## PROBLEM REQUIREMENTS
Reproduce everything in the passage about Skelton from "Skelton was a" down to "younger Tory MPs.", word for word.

## DOCUMENT TEXT
Skelton was a talented journalist and wrote frequently for The Spectator, including four articles in April and May 1923 under the heading "Constructive Conservatism". These lively articles set out his political philosophy—chiefly the pursuit of a property-owning democracy, the division of land into small-holdings, co-partnership and share options to improve industrial relations and finally the use of referendums to resolve disputes between the House of Commons and House of Lords—as well as urge the Unionists to compete with Labour on more typically socialist issues like pensions and housing. The four Spectator articles were republished as a pamphlet in 1924 which had a lasting influence, particularly among younger Tory MPs.
YMCA
Skelton was re-elected for Perth in 1924 and again in 1929. He quickly struck up friendships with the Conservative MPs like Anthony Eden, Harold Macmillan, Robert Boothby, John Buchan and Oliver Stanley and became the intellectual leader of a Parliamentary grouping dubbed the YMCA by cynical older Parliamentarians. The group lobbied to make sure that Prime Minister Stanley Baldwin resisted the influence of reactionary elements in the Conservative Party and instead implemented progressive legislation. Baldwin was sympathetic and it was soundings with the YMCA which prevented Baldwin backing a controversial Political Levy Bill which would have had disastrous consequences for United Kingdomtrade union relations. Skelton also maintained the group's journalistic presence, writing several articles for The Spectator, the Quarterly Review and the English Review.

## PROVIDED INFORMATION

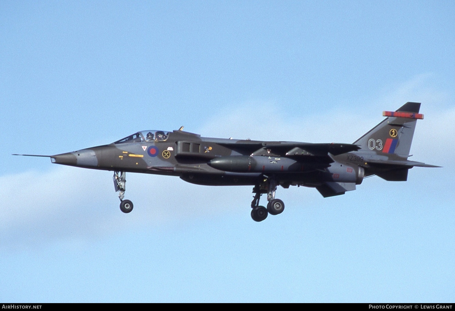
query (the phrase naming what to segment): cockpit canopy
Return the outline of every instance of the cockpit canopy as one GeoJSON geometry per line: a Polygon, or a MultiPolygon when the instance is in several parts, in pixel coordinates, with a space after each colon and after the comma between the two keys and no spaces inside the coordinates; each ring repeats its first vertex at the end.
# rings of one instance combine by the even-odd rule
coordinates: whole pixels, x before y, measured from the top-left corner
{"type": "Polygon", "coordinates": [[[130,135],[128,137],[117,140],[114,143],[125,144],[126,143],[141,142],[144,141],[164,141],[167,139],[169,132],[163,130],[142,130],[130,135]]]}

## ANSWER
Skelton was a talented journalist and wrote frequently for The Spectator, including four articles in April and May 1923 under the heading "Constructive Conservatism". These lively articles set out his political philosophy—chiefly the pursuit of a property-owning democracy, the division of land into small-holdings, co-partnership and share options to improve industrial relations and finally the use of referendums to resolve disputes between the House of Commons and House of Lords—as well as urge the Unionists to compete with Labour on more typically socialist issues like pensions and housing. The four Spectator articles were republished as a pamphlet in 1924 which had a lasting influence, particularly among younger Tory MPs.